Identify every line in the material below that contains the string "item", matching case exactly, and copy each of those lines.

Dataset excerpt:
---

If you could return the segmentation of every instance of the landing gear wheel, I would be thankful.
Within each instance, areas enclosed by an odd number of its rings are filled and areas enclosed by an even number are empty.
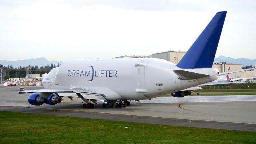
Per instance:
[[[87,105],[86,104],[83,104],[83,108],[87,108]]]
[[[109,103],[107,103],[106,105],[106,108],[110,108],[110,106]]]
[[[91,104],[87,104],[87,108],[91,108]]]
[[[123,104],[123,107],[125,108],[127,106],[127,103],[126,102],[124,102],[124,104]]]
[[[119,102],[119,104],[118,104],[118,108],[122,108],[123,107],[123,104],[121,102]]]
[[[90,103],[90,108],[94,108],[94,105],[93,104]]]

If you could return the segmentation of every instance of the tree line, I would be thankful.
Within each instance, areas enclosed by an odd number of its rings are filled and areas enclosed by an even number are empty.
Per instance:
[[[57,65],[51,63],[50,66],[47,64],[47,66],[41,66],[40,68],[37,65],[32,66],[30,65],[26,67],[20,66],[19,68],[14,68],[12,65],[8,65],[7,66],[3,66],[3,64],[0,64],[0,68],[2,68],[3,75],[4,75],[4,79],[7,80],[10,78],[16,78],[18,77],[19,72],[20,73],[20,78],[24,78],[26,76],[26,70],[28,68],[31,68],[31,74],[40,74],[42,75],[45,73],[48,73],[50,71],[54,68],[58,67],[60,66],[58,63]]]

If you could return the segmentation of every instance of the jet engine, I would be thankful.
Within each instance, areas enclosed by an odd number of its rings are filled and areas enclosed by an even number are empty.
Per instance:
[[[175,92],[174,94],[171,94],[172,96],[176,98],[183,98],[184,96],[191,94],[191,90],[186,90]]]
[[[46,102],[46,99],[40,96],[39,94],[34,93],[28,96],[28,102],[34,106],[40,106]]]
[[[56,94],[51,94],[47,98],[46,104],[54,105],[61,102],[61,99],[59,98]]]

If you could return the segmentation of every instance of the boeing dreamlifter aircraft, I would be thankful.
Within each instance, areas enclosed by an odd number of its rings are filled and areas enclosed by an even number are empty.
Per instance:
[[[19,93],[35,93],[28,99],[34,105],[78,97],[85,102],[84,108],[93,108],[97,100],[105,102],[102,108],[112,108],[170,93],[189,95],[190,88],[219,76],[212,67],[226,13],[216,14],[177,65],[156,58],[72,60],[51,70],[42,82],[45,89]]]

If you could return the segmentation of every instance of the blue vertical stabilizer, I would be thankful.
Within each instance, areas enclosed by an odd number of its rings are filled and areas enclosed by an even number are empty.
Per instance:
[[[227,11],[216,14],[177,64],[181,68],[212,68]]]

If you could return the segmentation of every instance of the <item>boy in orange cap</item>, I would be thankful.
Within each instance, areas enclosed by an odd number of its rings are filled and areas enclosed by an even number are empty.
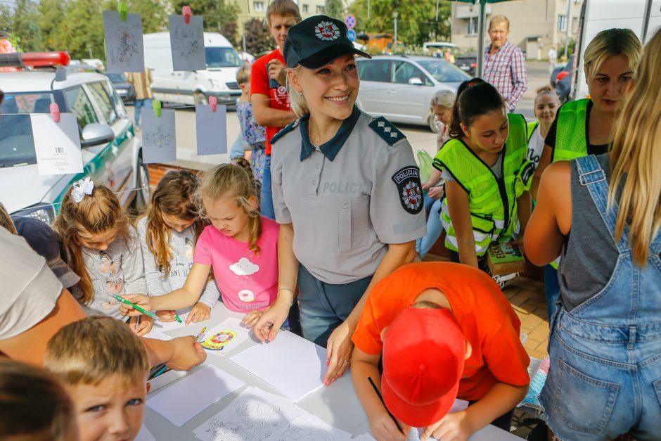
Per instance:
[[[352,338],[352,377],[372,435],[403,441],[425,427],[422,440],[463,441],[489,423],[509,431],[530,382],[520,324],[476,268],[433,262],[393,271],[370,293]],[[370,378],[380,379],[385,407]],[[448,414],[456,398],[469,406]]]

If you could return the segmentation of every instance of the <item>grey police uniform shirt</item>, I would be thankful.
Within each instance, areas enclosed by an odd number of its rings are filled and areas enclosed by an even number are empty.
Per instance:
[[[294,254],[319,280],[372,276],[389,243],[425,236],[419,170],[404,134],[357,107],[315,148],[304,115],[271,140],[276,220],[293,224]]]

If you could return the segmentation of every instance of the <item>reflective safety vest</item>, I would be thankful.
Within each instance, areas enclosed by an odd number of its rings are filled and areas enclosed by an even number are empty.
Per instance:
[[[553,162],[568,161],[587,156],[585,121],[589,99],[570,101],[560,108],[556,130]]]
[[[492,242],[513,236],[518,226],[516,198],[530,188],[534,167],[526,159],[526,122],[521,115],[509,114],[509,136],[503,149],[502,175],[492,170],[462,141],[445,143],[434,160],[434,167],[447,170],[468,194],[475,253],[482,257]],[[441,205],[441,223],[446,231],[445,246],[458,251],[456,234],[450,219],[447,196]]]

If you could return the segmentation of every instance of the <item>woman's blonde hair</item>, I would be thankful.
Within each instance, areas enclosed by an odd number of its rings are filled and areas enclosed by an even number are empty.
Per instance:
[[[80,238],[89,238],[116,230],[115,240],[129,237],[129,218],[113,191],[103,185],[95,186],[91,195],[84,195],[77,203],[69,188],[62,199],[60,212],[55,219],[58,232],[66,253],[67,263],[80,276],[78,289],[80,301],[86,305],[94,295],[92,281],[85,267]]]
[[[60,329],[49,341],[44,366],[68,385],[96,385],[110,376],[133,385],[149,372],[140,338],[121,321],[101,316]]]
[[[200,179],[194,173],[170,170],[158,182],[151,194],[151,203],[141,217],[147,218],[145,238],[147,248],[154,256],[156,267],[164,274],[170,272],[172,251],[169,246],[172,229],[165,224],[163,215],[176,216],[185,221],[195,219],[193,228],[197,241],[202,230],[208,224],[198,218],[198,207],[193,198],[199,186]]]
[[[603,30],[585,48],[583,56],[585,76],[593,78],[604,61],[618,55],[626,56],[629,69],[635,71],[642,53],[641,41],[631,30],[614,27]]]
[[[613,124],[608,205],[618,203],[615,239],[629,226],[634,262],[644,267],[661,226],[661,31],[645,48],[633,89]]]
[[[0,433],[6,441],[75,438],[75,411],[66,390],[39,368],[0,357]]]
[[[261,250],[257,240],[262,235],[262,219],[257,205],[257,186],[250,167],[245,166],[247,161],[240,159],[235,160],[234,163],[217,165],[205,172],[195,200],[200,216],[205,218],[207,215],[204,198],[217,200],[223,198],[234,200],[249,217],[248,246],[253,253],[259,254]]]

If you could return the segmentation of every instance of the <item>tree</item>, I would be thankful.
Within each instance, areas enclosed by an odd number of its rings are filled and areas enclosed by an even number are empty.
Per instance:
[[[338,20],[343,20],[345,8],[342,0],[326,0],[326,15]]]
[[[246,50],[254,55],[272,51],[275,43],[271,37],[269,28],[260,18],[251,18],[243,25]]]

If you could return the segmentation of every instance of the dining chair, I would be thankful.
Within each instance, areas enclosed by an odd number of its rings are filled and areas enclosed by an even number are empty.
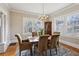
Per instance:
[[[47,55],[47,42],[48,42],[48,35],[42,35],[39,37],[38,44],[35,45],[35,51],[39,53],[39,55],[44,55],[45,52]]]
[[[60,32],[53,32],[54,35],[60,35]],[[57,46],[59,47],[59,41],[57,41]]]
[[[55,49],[56,54],[57,54],[57,42],[59,41],[59,35],[52,35],[51,40],[48,43],[48,49],[50,49],[50,55],[51,55],[51,50]]]
[[[16,34],[15,37],[18,39],[19,43],[19,56],[21,56],[21,51],[23,50],[30,50],[30,55],[32,55],[32,44],[29,42],[29,40],[23,40],[20,34]]]
[[[32,37],[37,36],[37,32],[32,32]]]

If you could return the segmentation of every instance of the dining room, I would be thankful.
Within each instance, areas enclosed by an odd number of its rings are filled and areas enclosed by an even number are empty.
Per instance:
[[[0,55],[79,56],[79,4],[0,4]]]

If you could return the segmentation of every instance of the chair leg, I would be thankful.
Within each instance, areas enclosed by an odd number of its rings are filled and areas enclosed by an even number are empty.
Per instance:
[[[19,51],[19,56],[21,56],[21,51]]]
[[[52,54],[51,54],[51,49],[50,49],[50,56],[51,56]]]
[[[46,54],[46,56],[47,56],[47,51],[45,51],[45,54]]]
[[[32,56],[32,49],[30,50],[30,55]]]
[[[57,54],[57,48],[55,48],[56,54]]]

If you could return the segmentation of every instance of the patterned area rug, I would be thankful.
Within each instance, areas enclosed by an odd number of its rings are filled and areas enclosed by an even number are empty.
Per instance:
[[[34,52],[34,51],[33,51]],[[22,56],[30,56],[30,51],[25,50],[21,52]],[[16,56],[19,56],[19,49],[16,50]],[[38,53],[33,54],[33,56],[39,56]],[[50,56],[50,51],[47,51],[47,56]],[[52,49],[52,56],[79,56],[79,53],[72,51],[68,48],[64,48],[63,46],[60,46],[60,48],[57,49],[57,54],[54,49]]]

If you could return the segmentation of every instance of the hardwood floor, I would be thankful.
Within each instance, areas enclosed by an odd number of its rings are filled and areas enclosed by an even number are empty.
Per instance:
[[[60,44],[63,45],[65,48],[71,49],[72,51],[79,52],[79,49],[77,49],[77,48],[65,45],[63,43],[60,43]],[[16,47],[17,46],[18,46],[18,44],[10,45],[5,53],[0,53],[0,56],[15,56],[16,55]]]

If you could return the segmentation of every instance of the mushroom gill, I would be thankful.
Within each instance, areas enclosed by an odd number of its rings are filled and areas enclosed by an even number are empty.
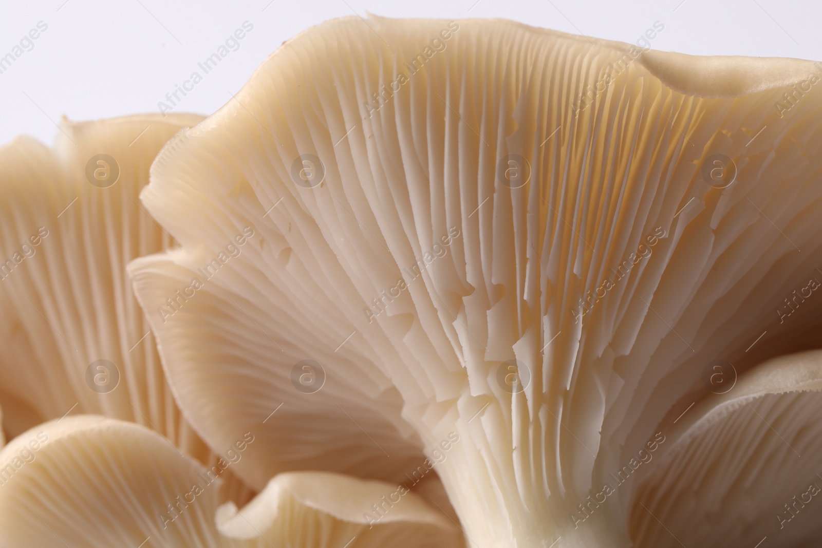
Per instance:
[[[0,149],[0,405],[9,439],[68,413],[156,429],[207,462],[126,274],[172,240],[139,203],[163,145],[201,117],[63,120]]]
[[[713,360],[818,346],[822,103],[776,106],[818,70],[501,21],[302,33],[141,194],[182,246],[129,272],[187,419],[257,432],[257,490],[436,472],[478,546],[658,539],[641,477],[578,513],[645,448],[682,470]]]

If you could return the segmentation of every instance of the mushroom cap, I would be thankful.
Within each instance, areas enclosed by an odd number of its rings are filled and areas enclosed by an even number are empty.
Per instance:
[[[182,246],[129,268],[172,390],[212,449],[259,429],[255,488],[441,447],[479,546],[628,546],[639,481],[573,513],[711,361],[818,344],[818,308],[778,307],[816,275],[822,103],[776,106],[816,71],[501,21],[311,29],[141,194]]]

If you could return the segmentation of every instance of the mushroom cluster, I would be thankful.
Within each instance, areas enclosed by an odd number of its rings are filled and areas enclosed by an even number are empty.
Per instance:
[[[812,546],[820,71],[349,17],[0,149],[0,546]]]

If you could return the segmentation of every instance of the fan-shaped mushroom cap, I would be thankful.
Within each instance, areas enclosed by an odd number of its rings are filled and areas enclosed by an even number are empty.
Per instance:
[[[40,425],[0,451],[0,542],[412,548],[459,541],[454,524],[407,490],[328,472],[284,474],[242,510],[219,507],[220,474],[256,450],[253,442],[253,433],[241,434],[231,456],[208,468],[134,423],[82,415]],[[395,506],[384,503],[392,495]],[[358,509],[371,504],[386,514],[367,519]]]
[[[0,149],[0,403],[14,437],[67,412],[164,434],[203,460],[181,417],[126,265],[168,248],[139,202],[163,145],[201,117],[134,116],[60,125],[48,149]]]
[[[212,448],[258,429],[257,488],[441,444],[478,546],[628,546],[633,488],[578,504],[711,360],[813,344],[818,312],[788,336],[774,310],[820,256],[822,102],[774,102],[816,70],[500,21],[309,30],[141,195],[182,246],[130,267],[169,383]]]

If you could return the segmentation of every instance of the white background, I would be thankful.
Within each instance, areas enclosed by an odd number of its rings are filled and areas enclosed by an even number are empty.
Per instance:
[[[175,112],[208,114],[230,99],[282,42],[327,19],[501,17],[635,43],[654,21],[651,47],[699,55],[822,60],[822,2],[810,0],[0,0],[0,57],[38,21],[48,30],[0,74],[0,144],[21,133],[52,144],[55,123],[159,112],[243,21],[254,25]],[[363,24],[363,32],[370,32]]]

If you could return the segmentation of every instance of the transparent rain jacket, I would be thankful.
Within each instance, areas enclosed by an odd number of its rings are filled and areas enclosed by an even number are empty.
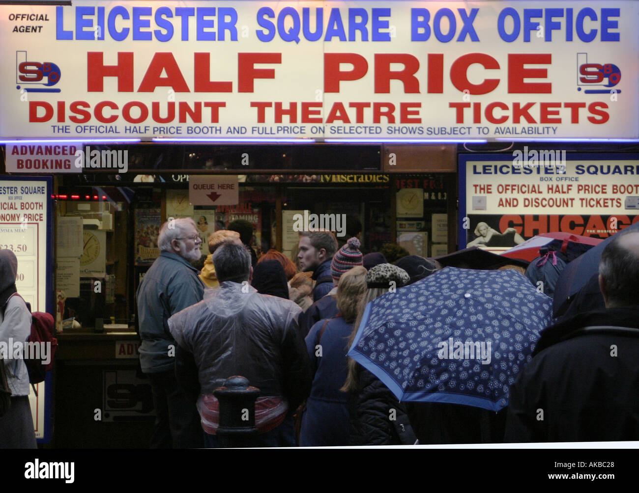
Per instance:
[[[239,375],[261,396],[280,396],[293,407],[311,389],[309,361],[298,326],[302,310],[289,300],[259,294],[226,281],[169,319],[177,344],[197,367],[201,398]]]

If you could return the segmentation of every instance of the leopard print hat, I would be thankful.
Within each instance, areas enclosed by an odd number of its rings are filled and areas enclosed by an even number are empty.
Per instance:
[[[396,287],[405,285],[410,280],[408,273],[392,264],[379,264],[366,273],[366,285],[371,287],[390,287],[394,281]]]

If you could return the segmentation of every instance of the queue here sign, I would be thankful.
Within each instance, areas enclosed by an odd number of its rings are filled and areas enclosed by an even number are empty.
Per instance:
[[[239,203],[237,175],[191,175],[189,201],[194,206],[235,206]]]

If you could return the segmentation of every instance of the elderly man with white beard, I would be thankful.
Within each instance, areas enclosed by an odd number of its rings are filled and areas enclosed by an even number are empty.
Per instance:
[[[162,224],[160,256],[137,289],[142,371],[151,380],[155,406],[151,448],[202,447],[197,410],[175,377],[175,340],[167,321],[173,314],[202,301],[204,285],[189,262],[200,258],[202,239],[190,218]]]

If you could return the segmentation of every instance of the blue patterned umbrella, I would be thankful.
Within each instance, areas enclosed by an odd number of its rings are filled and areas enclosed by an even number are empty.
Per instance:
[[[348,356],[401,401],[497,411],[551,313],[518,272],[447,267],[366,305]]]

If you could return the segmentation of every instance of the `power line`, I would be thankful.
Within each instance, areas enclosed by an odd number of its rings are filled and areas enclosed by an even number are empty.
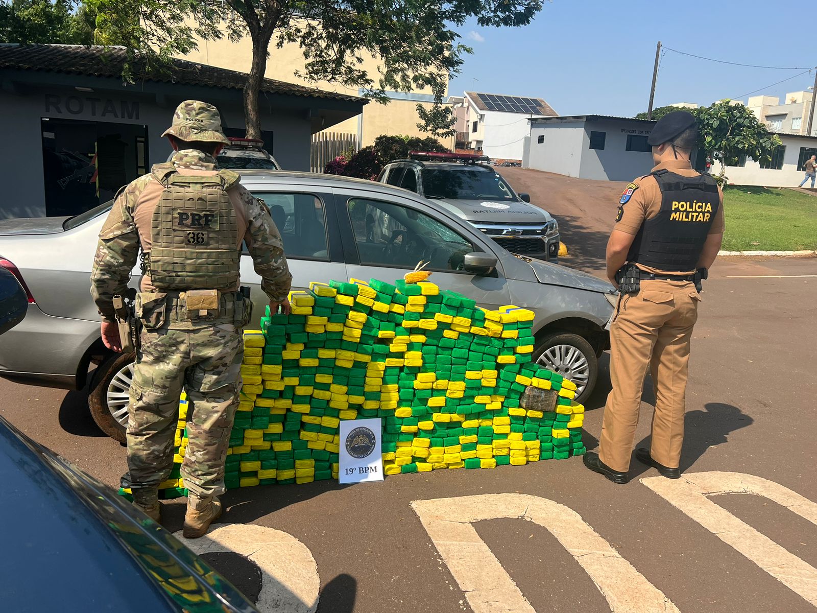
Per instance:
[[[730,100],[739,100],[739,99],[741,99],[741,98],[743,98],[743,97],[744,97],[746,96],[750,96],[750,95],[757,93],[758,92],[762,92],[764,89],[768,89],[769,87],[774,87],[775,85],[779,85],[780,83],[785,83],[786,81],[791,81],[792,78],[797,78],[797,77],[801,77],[804,74],[806,74],[806,73],[810,73],[810,72],[811,72],[811,69],[810,68],[808,69],[807,70],[804,70],[801,73],[798,73],[797,74],[795,74],[793,77],[789,77],[788,78],[784,78],[782,81],[778,81],[776,83],[772,83],[771,85],[766,85],[765,87],[760,87],[758,89],[754,90],[753,92],[749,92],[747,94],[743,94],[741,96],[736,96],[734,98],[731,98]]]
[[[785,66],[758,66],[755,64],[741,64],[739,62],[729,62],[725,60],[713,60],[711,57],[704,57],[703,56],[696,56],[694,53],[687,53],[686,51],[680,51],[677,49],[672,49],[668,47],[664,47],[667,51],[674,51],[676,53],[680,53],[682,56],[689,56],[690,57],[697,57],[699,60],[706,60],[710,62],[717,62],[718,64],[730,64],[733,66],[745,66],[746,68],[765,68],[770,70],[802,70],[805,66],[793,66],[793,67],[785,67]],[[809,68],[809,70],[811,69]]]

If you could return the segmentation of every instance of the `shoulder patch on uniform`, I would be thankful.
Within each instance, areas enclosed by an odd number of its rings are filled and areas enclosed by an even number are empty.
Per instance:
[[[621,199],[618,200],[619,204],[626,204],[630,197],[632,196],[632,193],[638,189],[638,184],[636,183],[628,183],[627,188],[621,193]]]

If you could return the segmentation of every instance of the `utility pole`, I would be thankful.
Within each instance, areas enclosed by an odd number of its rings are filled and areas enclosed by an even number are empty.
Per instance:
[[[647,119],[653,119],[653,98],[655,97],[655,79],[659,76],[659,56],[661,53],[661,41],[655,47],[655,65],[653,67],[653,87],[650,88],[650,106],[647,108]]]
[[[806,131],[806,136],[811,136],[811,122],[815,119],[815,98],[817,98],[817,68],[815,68],[815,87],[811,88],[811,111],[809,113],[809,127]]]

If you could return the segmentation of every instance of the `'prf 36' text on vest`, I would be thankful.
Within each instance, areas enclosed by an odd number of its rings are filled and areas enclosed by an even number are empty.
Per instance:
[[[234,289],[241,250],[226,190],[239,181],[238,173],[182,175],[172,164],[157,164],[152,173],[164,190],[150,225],[145,257],[150,282],[158,289]]]
[[[661,208],[641,224],[627,259],[659,271],[694,271],[721,206],[717,184],[710,175],[659,170],[653,176],[661,190]]]

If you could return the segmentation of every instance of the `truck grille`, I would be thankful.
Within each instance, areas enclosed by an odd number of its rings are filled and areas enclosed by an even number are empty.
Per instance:
[[[499,246],[514,253],[544,253],[547,249],[545,241],[542,239],[503,239],[499,236],[491,238]]]

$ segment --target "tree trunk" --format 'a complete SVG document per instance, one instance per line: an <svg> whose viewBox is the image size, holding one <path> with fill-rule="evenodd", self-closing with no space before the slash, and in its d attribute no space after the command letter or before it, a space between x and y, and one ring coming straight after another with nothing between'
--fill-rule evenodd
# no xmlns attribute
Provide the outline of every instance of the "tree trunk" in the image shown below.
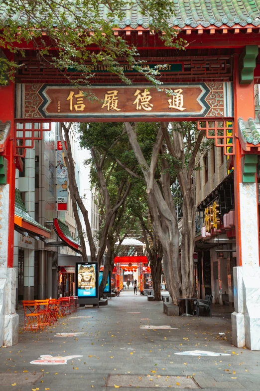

---

**COMPLETED TASK**
If you could return the segmentation of every instance of the <item>boy in orange cap</item>, I would be thankful.
If you could return the segmentation of every instance of the <item>grey police uniform shirt</item>, I would be thankful.
If you could return the segmentation of every instance of the <item>reflective safety vest</item>, I would be thankful.
If you could return the segmentation of every instance of the <item>woman's blonde hair</item>, I would be thankful.
If you could return the segmentation of every instance of the <item>tree</item>, I would be thankful.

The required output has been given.